* Text to read:
ALSO FROM ALLEN & UNWIN
Murder in Montparnasse
Kerry Greenwood
The divine Phryne Fisher returns to lead another dance of intrigue.
Seven Australian soldiers, carousing in Paris in 1918, unknowingly witness a murder and their presence has devastating consequences. Ten years later, two are dead . . . under very suspicious circumstances.
Phryne’s wharfie mates, Bert and Cec, appeal to her for help. They were part of this group of soldiers in 1918 and they fear for their lives and for those of the other three men. It’s only as Phryne delves into the investigation that she, too, remembers being in Montparnasse on that very same day.
While Phryne is occupied with memories of Montparnasse past and the race to outpace the murderer, she finds troubles of a different kind at home. Her lover, Lin Chung, is about to be married. And the effect this is having on her own usually peaceful household is disastrous.
‘Phryne Fisher is young, wealthy, beautiful, smart, confident and independently minded . . . and she has a knack for solving murders when she is not sipping a strengthening cocktail or planning another seduction.’ —
Australian’s Review of Books
ISBN 1 86508 806 4
Away with the Fairies
Kerry Greenwood
Phryne Fisher — dangerous, passionate, kind, clever and seductive. She drinks cocktails, dances the tango, is the companion of wharfies, and is expert at conducting an elegant dalliance.
It’s the 1920s in Melbourne and Phryne is asked to investigate the puzzling death of a famous author and illustrator of fairy stories. To do so, Phryne takes a job within the women’s magazine that employed the victim and finds herself enmeshed in her colleagues’ deceptions.

* Dataset section:
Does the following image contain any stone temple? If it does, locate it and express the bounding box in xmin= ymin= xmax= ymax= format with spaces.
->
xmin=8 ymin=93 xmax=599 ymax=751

* Tasks to perform:
**1.** Write out the part of the book blurbs above that opens with the words containing "It’s the 1920s" and closes with "her colleagues’ deceptions.".
**2.** List every character named in the book blurbs above. Leave out the author and the publisher.
**3.** Carry the book blurbs above on from their last sentence.

* Expected results:
**1.**
It’s the 1920s in Melbourne and Phryne is asked to investigate the puzzling death of a famous author and illustrator of fairy stories. To do so, Phryne takes a job within the women’s magazine that employed the victim and finds herself enmeshed in her colleagues’ deceptions.

**2.**
Phryne Fisher
Bert
Cec
Lin Chung

**3.**
But while Phryne is learning the ins and outs of magazine publishing first hand, her personal life is thrown into chaos. Impatient for her lover Lin Chung’s imminent return from a silk-buying expedition to China, she instead receives an unusual summons from Lin Chung’s family followed by a series of mysterious assaults and warnings.
‘Snappy one-liners and the ability to fight like a wildcat are appealing in a central character.’ —
City Weekly
ISBN 1 86508 489 1
Death Before Wicket
Kerry Greenwood
The sassy Phryne Fisher sets the seamy side of Sydney alight in her tenth adventure.
Phryne Fisher has plans for her Sydney sojourn — a few days at the Test cricket, a little sightseeing and the Artist’s Ball with an up-and-coming young modernist. But these plans begin to go awry when Phryne’s maid discovers her thoroughly respectable sister has left her family for the murky nightlife of the Cross. And Phryne is definitely not the woman to say ‘no’ when two delightful young men come to her on bended knees, begging for her help in finding their friend innocent of theft. Phryne’s plans for a simple day or two of pleasure are postponed for good.
It all sounds simple enough as Phryne sets investigations into motion, but when greed and fear are the motivating factors, people become ruthless and Phryne finds herself enmeshed in blackmail, secrets, lies and the dangerous influences of deep magic.
‘Pure indulgence . . . a 1920s heroine for the 90s . . . a fast and elegant read.’ —
Who Weekly
ISBN 1 74114 095 1
Raisins and Almonds
Kerry Greenwood
Super-sleuth Phryne Fisher steps, like an elegant cat, through this, her eighth adventure.
In investigating the poisoning of a young man in a bookshop at the Eastern market, and the wrongful arrest of one Miss Sylvia Lee, Phryne Fisher is plunged into a world of Jewish politics, alchemy, poison and chicken soup.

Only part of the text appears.